## What is required
When you find the word "bowl" in a line of the entries, please copy the whole line.

** Data to examine follows **

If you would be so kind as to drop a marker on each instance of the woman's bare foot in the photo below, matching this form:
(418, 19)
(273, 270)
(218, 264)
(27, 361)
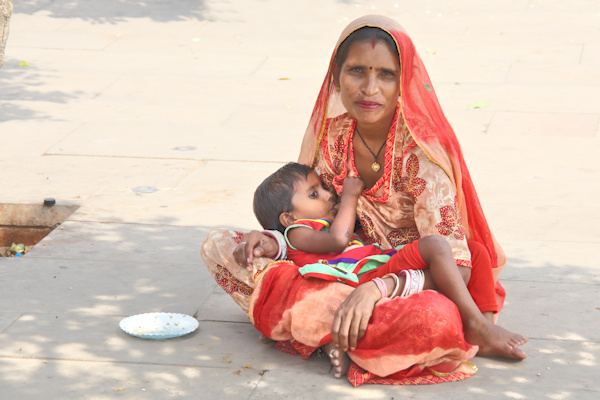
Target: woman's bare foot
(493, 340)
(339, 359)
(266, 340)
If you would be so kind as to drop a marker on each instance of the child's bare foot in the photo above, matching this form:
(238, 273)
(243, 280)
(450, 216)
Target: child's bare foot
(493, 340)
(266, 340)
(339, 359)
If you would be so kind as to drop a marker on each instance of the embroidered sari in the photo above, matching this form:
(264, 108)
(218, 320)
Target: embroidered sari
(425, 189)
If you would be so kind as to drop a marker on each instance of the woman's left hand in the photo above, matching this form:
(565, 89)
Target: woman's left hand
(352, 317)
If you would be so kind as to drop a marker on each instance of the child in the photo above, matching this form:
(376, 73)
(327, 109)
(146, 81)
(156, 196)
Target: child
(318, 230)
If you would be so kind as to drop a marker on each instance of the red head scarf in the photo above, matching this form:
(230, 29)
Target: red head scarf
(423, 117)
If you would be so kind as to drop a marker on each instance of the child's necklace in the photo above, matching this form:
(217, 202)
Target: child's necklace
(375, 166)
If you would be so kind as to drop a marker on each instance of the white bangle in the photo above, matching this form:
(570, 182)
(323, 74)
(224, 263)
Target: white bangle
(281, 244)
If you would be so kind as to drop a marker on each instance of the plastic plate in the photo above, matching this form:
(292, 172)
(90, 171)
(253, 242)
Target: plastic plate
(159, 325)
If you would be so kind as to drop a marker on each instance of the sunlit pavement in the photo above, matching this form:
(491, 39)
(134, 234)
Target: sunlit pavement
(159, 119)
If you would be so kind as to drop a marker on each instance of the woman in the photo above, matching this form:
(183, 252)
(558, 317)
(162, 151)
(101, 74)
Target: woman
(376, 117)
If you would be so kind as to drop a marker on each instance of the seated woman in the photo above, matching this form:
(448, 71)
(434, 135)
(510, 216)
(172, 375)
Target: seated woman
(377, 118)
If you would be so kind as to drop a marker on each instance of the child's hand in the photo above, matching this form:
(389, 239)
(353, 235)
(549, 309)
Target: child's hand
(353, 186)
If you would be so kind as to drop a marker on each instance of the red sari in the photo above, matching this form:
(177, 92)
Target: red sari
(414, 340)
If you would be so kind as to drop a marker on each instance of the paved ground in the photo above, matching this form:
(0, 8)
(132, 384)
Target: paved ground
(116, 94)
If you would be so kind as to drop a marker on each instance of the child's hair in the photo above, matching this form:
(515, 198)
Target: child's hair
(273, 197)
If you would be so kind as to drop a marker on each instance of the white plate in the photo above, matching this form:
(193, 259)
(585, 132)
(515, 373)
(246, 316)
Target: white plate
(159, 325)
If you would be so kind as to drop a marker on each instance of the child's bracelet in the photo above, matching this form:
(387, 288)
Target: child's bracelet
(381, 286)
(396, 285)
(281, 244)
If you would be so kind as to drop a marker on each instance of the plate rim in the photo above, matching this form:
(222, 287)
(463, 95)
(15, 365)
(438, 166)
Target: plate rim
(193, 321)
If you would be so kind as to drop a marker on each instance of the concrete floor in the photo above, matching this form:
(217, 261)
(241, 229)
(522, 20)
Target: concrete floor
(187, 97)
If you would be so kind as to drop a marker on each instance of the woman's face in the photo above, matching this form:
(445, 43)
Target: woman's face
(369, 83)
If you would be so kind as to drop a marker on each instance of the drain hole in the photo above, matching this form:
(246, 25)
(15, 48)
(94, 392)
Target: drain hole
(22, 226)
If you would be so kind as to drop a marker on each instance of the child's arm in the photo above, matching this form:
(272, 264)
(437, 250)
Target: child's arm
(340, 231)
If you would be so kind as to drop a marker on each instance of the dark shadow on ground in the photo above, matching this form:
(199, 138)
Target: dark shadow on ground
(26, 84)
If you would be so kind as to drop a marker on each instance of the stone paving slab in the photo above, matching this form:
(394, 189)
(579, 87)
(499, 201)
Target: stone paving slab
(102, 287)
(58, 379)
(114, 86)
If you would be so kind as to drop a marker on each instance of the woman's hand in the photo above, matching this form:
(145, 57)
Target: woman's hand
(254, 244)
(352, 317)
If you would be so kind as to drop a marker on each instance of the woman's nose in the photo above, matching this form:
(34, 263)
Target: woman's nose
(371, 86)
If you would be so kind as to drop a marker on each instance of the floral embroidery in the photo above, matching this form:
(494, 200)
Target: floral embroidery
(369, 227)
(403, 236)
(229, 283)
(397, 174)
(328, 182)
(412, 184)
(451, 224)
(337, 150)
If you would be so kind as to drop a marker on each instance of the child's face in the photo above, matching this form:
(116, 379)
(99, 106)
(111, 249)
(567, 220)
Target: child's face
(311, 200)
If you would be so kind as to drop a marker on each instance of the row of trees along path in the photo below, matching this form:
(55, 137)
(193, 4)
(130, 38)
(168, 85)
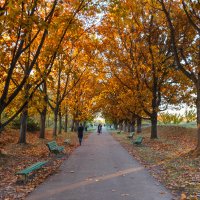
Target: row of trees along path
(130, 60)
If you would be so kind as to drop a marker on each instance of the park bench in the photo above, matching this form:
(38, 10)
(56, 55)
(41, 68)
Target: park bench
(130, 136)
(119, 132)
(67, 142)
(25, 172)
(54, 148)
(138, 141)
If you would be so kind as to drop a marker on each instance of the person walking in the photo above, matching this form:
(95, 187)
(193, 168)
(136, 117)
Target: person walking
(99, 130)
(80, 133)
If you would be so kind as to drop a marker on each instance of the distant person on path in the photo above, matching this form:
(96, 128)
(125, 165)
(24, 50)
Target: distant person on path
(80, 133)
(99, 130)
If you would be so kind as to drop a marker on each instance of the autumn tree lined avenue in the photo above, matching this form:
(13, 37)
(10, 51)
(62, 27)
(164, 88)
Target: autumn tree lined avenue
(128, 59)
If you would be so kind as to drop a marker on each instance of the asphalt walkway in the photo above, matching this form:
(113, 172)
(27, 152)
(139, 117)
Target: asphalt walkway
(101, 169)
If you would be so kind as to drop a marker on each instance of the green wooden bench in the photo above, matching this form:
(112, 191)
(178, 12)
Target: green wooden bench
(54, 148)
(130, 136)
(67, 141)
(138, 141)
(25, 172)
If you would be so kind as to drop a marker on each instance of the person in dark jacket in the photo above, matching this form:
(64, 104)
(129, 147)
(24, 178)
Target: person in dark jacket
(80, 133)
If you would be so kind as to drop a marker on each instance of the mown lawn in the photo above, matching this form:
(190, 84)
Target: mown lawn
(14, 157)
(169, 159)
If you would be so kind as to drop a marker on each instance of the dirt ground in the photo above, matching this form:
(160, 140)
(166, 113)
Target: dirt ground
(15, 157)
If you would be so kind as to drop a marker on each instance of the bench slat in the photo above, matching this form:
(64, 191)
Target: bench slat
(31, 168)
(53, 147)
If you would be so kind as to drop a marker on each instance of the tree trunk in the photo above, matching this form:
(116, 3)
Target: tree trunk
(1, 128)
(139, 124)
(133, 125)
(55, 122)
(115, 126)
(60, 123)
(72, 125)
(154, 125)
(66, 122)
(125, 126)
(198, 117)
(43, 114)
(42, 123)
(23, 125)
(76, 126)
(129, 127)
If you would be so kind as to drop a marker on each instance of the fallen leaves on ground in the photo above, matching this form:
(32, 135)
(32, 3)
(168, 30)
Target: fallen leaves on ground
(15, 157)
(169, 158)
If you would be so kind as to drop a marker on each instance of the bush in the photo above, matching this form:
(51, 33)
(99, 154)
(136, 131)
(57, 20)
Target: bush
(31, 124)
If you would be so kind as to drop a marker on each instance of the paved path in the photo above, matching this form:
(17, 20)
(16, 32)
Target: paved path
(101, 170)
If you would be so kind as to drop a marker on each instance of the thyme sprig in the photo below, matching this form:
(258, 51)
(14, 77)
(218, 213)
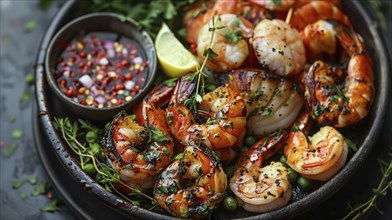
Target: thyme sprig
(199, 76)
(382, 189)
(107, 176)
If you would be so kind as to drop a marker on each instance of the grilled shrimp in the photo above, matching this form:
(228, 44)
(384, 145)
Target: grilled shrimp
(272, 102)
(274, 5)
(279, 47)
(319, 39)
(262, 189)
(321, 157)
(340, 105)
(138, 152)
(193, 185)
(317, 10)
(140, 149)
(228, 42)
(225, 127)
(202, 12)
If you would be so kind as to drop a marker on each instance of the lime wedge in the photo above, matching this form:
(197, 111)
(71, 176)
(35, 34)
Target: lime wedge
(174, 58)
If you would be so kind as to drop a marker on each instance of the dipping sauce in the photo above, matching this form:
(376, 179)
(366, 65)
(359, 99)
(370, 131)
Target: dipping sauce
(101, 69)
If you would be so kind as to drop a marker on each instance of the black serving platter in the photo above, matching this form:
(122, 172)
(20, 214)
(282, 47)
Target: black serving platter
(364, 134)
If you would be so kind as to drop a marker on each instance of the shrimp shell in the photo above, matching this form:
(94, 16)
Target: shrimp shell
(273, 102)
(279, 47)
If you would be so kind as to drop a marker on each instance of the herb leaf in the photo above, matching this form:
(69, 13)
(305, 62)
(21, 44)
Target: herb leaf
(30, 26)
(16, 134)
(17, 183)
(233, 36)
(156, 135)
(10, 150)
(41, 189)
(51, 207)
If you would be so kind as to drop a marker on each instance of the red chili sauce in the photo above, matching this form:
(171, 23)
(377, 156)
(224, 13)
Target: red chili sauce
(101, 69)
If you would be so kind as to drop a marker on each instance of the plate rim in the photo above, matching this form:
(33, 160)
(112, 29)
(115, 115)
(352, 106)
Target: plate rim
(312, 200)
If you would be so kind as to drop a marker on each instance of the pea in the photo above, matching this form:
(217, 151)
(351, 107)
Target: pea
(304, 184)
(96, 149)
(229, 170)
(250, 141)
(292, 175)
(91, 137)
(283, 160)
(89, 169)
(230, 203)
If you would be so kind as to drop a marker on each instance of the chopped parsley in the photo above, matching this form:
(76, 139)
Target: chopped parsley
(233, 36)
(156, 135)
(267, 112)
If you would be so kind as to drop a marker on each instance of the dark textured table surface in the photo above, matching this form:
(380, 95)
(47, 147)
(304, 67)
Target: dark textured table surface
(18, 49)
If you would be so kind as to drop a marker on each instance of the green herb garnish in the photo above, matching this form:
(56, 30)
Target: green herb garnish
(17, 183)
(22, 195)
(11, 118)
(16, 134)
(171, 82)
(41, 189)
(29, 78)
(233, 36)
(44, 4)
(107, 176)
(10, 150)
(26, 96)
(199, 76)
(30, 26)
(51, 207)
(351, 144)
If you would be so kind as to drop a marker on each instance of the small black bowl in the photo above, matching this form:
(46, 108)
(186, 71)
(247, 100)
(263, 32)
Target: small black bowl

** End of Data to examine **

## Exercise result
If you would be so kind as to drop a marker on each instance of the small black bowl in the photo above, matching this form:
Target: small black bowl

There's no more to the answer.